── Material shown ──
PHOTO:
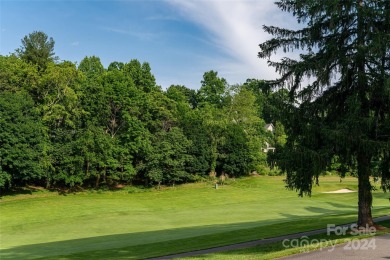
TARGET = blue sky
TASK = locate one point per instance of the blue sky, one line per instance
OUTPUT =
(181, 39)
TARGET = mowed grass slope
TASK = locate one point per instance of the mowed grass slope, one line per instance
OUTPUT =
(123, 224)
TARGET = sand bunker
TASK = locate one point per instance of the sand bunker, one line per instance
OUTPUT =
(340, 191)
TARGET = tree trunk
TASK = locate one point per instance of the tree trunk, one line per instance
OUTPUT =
(365, 195)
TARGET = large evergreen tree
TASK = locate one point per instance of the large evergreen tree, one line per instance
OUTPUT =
(344, 108)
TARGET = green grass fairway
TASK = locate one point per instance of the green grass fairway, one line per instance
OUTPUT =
(127, 225)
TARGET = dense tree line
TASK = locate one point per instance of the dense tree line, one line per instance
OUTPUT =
(66, 125)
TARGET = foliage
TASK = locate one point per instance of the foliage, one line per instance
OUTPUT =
(344, 109)
(95, 127)
(38, 49)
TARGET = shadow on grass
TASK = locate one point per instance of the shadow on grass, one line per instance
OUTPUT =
(164, 242)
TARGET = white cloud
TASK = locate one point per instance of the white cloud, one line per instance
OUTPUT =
(236, 28)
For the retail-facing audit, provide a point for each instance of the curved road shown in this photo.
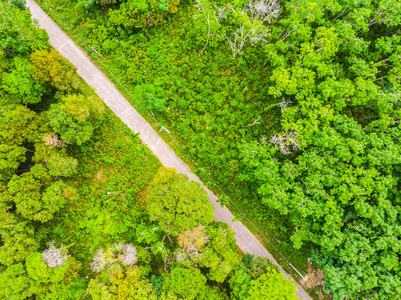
(123, 109)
───
* [Exercise directions]:
Lines that contain "blue" are the result; find them in the entries above and copy each one.

* [Answer to the exercise]:
TARGET = blue sky
TASK = locate one point per instance of the blue sky, one line per instance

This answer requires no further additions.